**EXERCISE GOAL:** Your task is to copy the listing exactly. Drop any pictures from the copy.

**RECORDS SUPPLIED:**
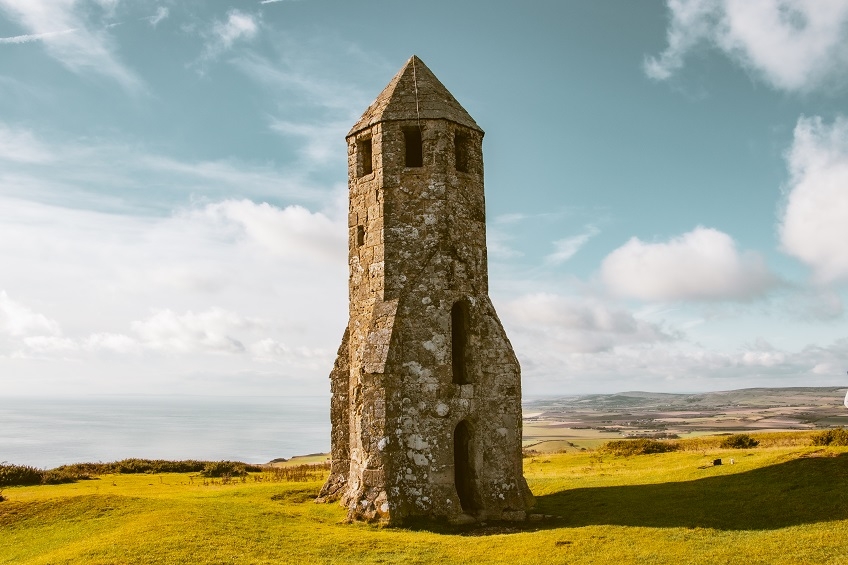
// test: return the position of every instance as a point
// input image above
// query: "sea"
(48, 432)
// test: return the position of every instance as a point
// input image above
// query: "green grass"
(780, 504)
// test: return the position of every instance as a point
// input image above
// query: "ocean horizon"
(48, 432)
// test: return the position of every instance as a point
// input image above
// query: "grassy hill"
(782, 502)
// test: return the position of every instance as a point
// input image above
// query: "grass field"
(778, 504)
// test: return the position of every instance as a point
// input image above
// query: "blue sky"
(667, 187)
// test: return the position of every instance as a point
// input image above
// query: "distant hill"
(649, 412)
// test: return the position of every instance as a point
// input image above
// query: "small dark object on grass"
(739, 441)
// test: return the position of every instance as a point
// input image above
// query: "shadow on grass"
(802, 491)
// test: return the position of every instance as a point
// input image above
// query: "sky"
(666, 184)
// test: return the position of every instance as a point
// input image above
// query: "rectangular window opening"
(364, 157)
(414, 147)
(462, 150)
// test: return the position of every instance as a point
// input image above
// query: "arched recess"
(464, 475)
(459, 342)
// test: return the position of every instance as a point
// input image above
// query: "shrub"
(13, 475)
(224, 469)
(838, 436)
(738, 441)
(641, 446)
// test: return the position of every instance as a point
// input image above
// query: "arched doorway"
(464, 476)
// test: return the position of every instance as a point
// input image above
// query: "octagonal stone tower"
(426, 389)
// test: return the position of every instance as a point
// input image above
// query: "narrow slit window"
(459, 341)
(464, 476)
(462, 151)
(414, 147)
(365, 156)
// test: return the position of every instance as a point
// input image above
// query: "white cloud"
(219, 287)
(568, 247)
(814, 223)
(794, 45)
(209, 331)
(21, 146)
(29, 38)
(703, 264)
(293, 231)
(17, 320)
(114, 175)
(222, 36)
(70, 37)
(162, 13)
(572, 325)
(238, 26)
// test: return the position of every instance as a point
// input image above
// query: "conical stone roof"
(414, 92)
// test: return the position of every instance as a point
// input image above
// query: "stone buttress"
(426, 389)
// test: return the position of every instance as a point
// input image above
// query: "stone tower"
(426, 389)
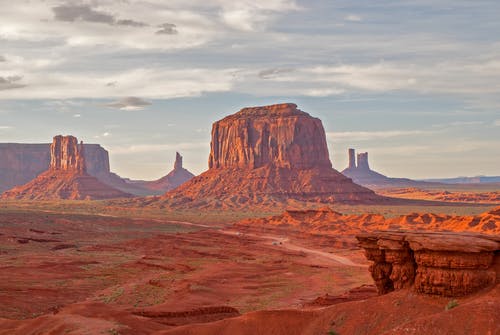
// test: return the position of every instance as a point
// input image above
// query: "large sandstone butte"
(271, 152)
(66, 178)
(445, 264)
(22, 162)
(178, 176)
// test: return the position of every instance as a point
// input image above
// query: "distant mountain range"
(466, 180)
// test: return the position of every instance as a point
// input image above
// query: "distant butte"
(66, 178)
(362, 174)
(178, 176)
(268, 153)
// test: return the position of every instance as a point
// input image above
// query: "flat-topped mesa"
(277, 135)
(65, 178)
(67, 155)
(268, 155)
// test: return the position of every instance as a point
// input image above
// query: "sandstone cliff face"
(66, 177)
(273, 151)
(278, 135)
(21, 163)
(67, 155)
(445, 264)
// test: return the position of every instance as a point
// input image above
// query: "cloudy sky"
(415, 83)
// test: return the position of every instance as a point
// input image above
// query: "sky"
(415, 83)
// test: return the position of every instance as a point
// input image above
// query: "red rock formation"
(66, 177)
(267, 152)
(178, 176)
(363, 175)
(277, 135)
(445, 264)
(352, 159)
(67, 155)
(363, 161)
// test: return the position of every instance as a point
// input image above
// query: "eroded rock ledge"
(445, 264)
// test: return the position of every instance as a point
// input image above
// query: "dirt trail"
(285, 243)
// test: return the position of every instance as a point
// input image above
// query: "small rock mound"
(444, 264)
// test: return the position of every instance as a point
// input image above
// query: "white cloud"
(129, 103)
(146, 83)
(372, 135)
(151, 148)
(253, 15)
(353, 18)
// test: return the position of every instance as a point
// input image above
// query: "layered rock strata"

**EXERCISE SOLUTION:**
// test: return the position of every instance as a point
// input image above
// query: "sea"
(48, 432)
// test: return the position of every instance as a point
// input image above
// query: "green grass"
(780, 504)
// test: return the position of every instance as a point
// input image above
// query: "ocean horizon"
(48, 432)
// test: return the position of every instance as a point
// input image above
// query: "grassy hill"
(782, 502)
// test: return the position of every instance as a point
// input image above
// query: "grass field"
(778, 504)
// test: return the position of every instance as a point
// input image above
// query: "blue sky"
(667, 187)
// test: return the position of every instance as a point
// input image above
// query: "distant hill"
(649, 412)
// test: return the position of every instance as a point
// input image above
// query: "small dark object on grass"
(739, 441)
// test: return the position of every instance as a point
// input image above
// query: "shadow on grass"
(802, 491)
// test: return the position of every instance as a point
// input image above
// query: "sky"
(666, 184)
// test: return the position of every instance as a point
// input image above
// query: "rectangular window opening"
(364, 157)
(414, 147)
(462, 150)
// test: return the position of every instance as a point
// input image above
// query: "arched recess"
(464, 475)
(459, 342)
// test: return the position of every instance as a point
// input image above
// query: "shrub"
(13, 475)
(224, 469)
(838, 436)
(738, 441)
(641, 446)
// test: return the position of every instance as a point
// input image above
// query: "arched doorway"
(464, 476)
// test: return the position of every instance as a point
// input image above
// query: "octagonal stone tower"
(426, 389)
// test: return the position of every instance as a point
// input image above
// query: "narrow slit window"
(459, 341)
(464, 476)
(462, 151)
(414, 147)
(365, 156)
// test: return the position of every instance as a point
// input image above
// query: "white cloud"
(219, 287)
(568, 247)
(814, 223)
(794, 45)
(209, 331)
(21, 146)
(29, 38)
(703, 264)
(293, 231)
(17, 320)
(114, 175)
(222, 36)
(70, 37)
(162, 13)
(572, 325)
(238, 26)
// test: return the position of every instance as a point
// input image above
// query: "conical stone roof"
(414, 92)
// test: return the position of every instance as a point
// input image above
// query: "stone buttress"
(426, 389)
// test: return the position of every instance as a point
// input image above
// query: "stone tower"
(426, 389)
// test: return the position of every instance as a point
// input image above
// query: "large sandstone butte"
(271, 152)
(66, 178)
(445, 264)
(22, 162)
(178, 176)
// test: return the position of every instance as a point
// input image above
// query: "distant mountain range"
(466, 180)
// test: return the position of every instance as a point
// input image above
// query: "distant butte"
(66, 178)
(362, 174)
(178, 176)
(268, 153)
// test: return the position of every instance as a point
// input image above
// query: "flat-topped mesa"
(277, 135)
(65, 178)
(67, 155)
(268, 155)
// test: return the position of every instance as a point
// input image above
// query: "sandstone cliff face"
(66, 177)
(273, 151)
(278, 135)
(21, 163)
(67, 155)
(445, 264)
// test: return the position of every instance as a point
// input image above
// query: "cloudy sky"
(415, 83)
// test: return the position of every instance as a point
// input image above
// query: "sky"
(415, 83)
// test: return the position of every instance as a point
// input image above
// query: "red rock formation"
(66, 177)
(267, 152)
(178, 176)
(363, 175)
(277, 135)
(445, 264)
(352, 159)
(67, 155)
(363, 161)
// test: return the position of every instance as a point
// input image above
// query: "eroded rock ledge"
(445, 264)
// test: return the position of every instance as a point
// input image above
// query: "dirt trail"
(285, 243)
// test: return the position of every instance as a point
// input image above
// query: "small rock mound"
(444, 264)
// test: return the position of every instance as a point
// input image above
// query: "white cloud"
(129, 103)
(146, 83)
(372, 135)
(151, 148)
(253, 15)
(353, 18)
// test: return the position of every instance as a point
// input image above
// query: "layered rock strata"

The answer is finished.